As autoridades da Prefeitura sabiam da horta da senhora?
Quando as autoridades vieram a Colônia, em 2009 (para melhoramento e trabalhos de infraestrutura como parte do Plano de Aceleração do Crescimento) eles sabiam da horta. Os engenheiros disseram: “Uau, que lugar bonito!” e compraram verduras, pimentas e caldas. Todas as autoridades sabiam que eu vivia por lá.
Quando você descobriu que as autoridades planejavam usar a terra e que você teria que sair?
Uma semana antes do Rio +20, eu estava em casa fazendo mudas quando eu recebi a notícia de que a Prefeitura usaria a terra e que eu seria convocada. Eu fui direto para a Secretaria de Habitação, onde me disseram que eu teria direito a adquirir uma casa com compra assistida ou aluguel social, e que eles precisavam da terra pra fazer um ponto de coleta de lixo. Eu perguntei: “Por quê? Tem tanta terra lá sem nada. Por que eles queriam aquela terra que eu precisava para viver?” Eles disseram que eles sabiam, mas que o projeto era lá e não podia ser mudado e que eu tinha que encontrar uma casa por R$32.000,00.
Você conseguiu encontrar algo?
Eu fui a todo lugar e não consegui encontrar uma casa por R$32.000,00. Eu andei por toda Jacarepaguá, Vargem Grande e mais longe. Eu só encontrei casas por R$95.000, e R$130.000, Eu voltei e disse a eles que eu não consegui encontrar nada naquele valor, mas eles me disseram que eu tinha que encontrar algo. Não existem mais propriedades em Colônia por esse valor desde que as autoridades vieram. Tudo subiu.
O que aconteceu depois?
No início de julho, dois engenheiros vieram e me disseram que não usariam mais a terra e que eu poderia relaxar. Eu fiquei e parei de buscar. Então eu vi uma casa por R $ 70.000 nas proximidades e disse a senhora junto às autoridades sobre isso, mas já que todo mundo estava me dizendo que eles não usariam mais a terra e eu não teria que sair, eu continuei. Ninguém veio até o fim de julho, quando um representante da prefeitura veio me dizer que o proprietário havia baixado sua cotação para venda e ela levaria a proposta ao seu chefe. Eu não entendi nada. Um momento, eu tinha que sair, o seguinte, não, o próximo, eu tinha que sair de novo.

## CONJUNTO DE DADOS
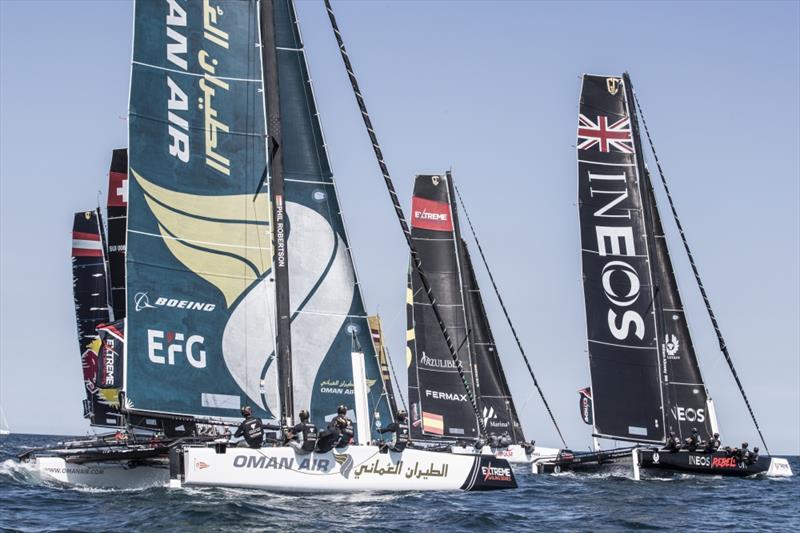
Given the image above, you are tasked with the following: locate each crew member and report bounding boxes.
[664,431,681,452]
[328,405,354,448]
[233,405,280,448]
[686,428,700,452]
[747,446,758,465]
[705,433,721,453]
[380,409,409,452]
[286,409,317,454]
[736,442,750,463]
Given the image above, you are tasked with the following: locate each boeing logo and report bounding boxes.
[133,292,217,313]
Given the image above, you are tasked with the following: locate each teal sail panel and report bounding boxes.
[274,0,392,438]
[125,0,278,419]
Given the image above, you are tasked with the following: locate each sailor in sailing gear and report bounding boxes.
[380,409,409,452]
[664,431,681,452]
[233,405,264,448]
[686,428,700,452]
[705,433,720,453]
[747,446,758,465]
[328,405,354,448]
[287,409,317,454]
[736,442,750,463]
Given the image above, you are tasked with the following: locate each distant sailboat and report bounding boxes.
[0,407,11,435]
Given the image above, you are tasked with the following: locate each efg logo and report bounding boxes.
[133,292,217,313]
[147,329,206,368]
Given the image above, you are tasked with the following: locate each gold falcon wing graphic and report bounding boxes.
[131,169,272,308]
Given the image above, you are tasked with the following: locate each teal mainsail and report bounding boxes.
[125,0,390,438]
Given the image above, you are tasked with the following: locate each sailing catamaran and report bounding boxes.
[536,74,791,476]
[23,0,516,491]
[406,172,559,463]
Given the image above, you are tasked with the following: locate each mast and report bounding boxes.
[261,0,294,423]
[576,74,666,443]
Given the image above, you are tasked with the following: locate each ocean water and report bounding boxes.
[0,435,800,533]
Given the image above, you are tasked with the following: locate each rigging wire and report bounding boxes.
[453,183,569,448]
[631,86,770,455]
[325,0,486,438]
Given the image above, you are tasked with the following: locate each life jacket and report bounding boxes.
[298,422,318,452]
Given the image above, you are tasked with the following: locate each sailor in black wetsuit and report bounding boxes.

## TAREFA A REALIZAR
Retome a entrevista sobre a horta em Colônia e continue-a a partir da última fala do trecho fornecido.

## A RESPOSTA
Eles me convocaram à Prefeitura em 31 de julho. O proprietário da casa estava lá e a compra tinha sido preparada. A venda foi realizada com sucesso e eles disseram que eu ia ficar (na horta) até que tivessem feito o trabalho necessário na nova casa.
Você pode me dizer sobre o dia da demolição? Que aconteceu?
Na sexta-feira, 10 de agosto às 22h eu cheguei em casa da igreja e encontrei o dono da casa comprada lá. Ela me deu as chaves e disse que eu deveria dá-las para as autoridades da prefeitura na segunda-feira, para que eles pudessem fazer o trabalho.
Na manhã seguinte, às 8h acordei com uma máquina no jardim. Havia muitas pessoas, engenheiros da Prefeitura. Eles não bateram pedindo para entrar. Eles começaram a puxar tudo e jogaram na estrada. Eu entrei em choque. Havia muitas plantas que eu planejava pegar e me mudar devagar, mas não houve tempo para pegar nada. Eles arrastaram minhas coisas para fora. Vizinhos vieram e discutiram com os engenheiros exigindo saber por que eles estavam fazendo aquilo. Era como uma Choque de Ordem (programa agressivo do Rio para combater a desordem pública e pequenos delitos).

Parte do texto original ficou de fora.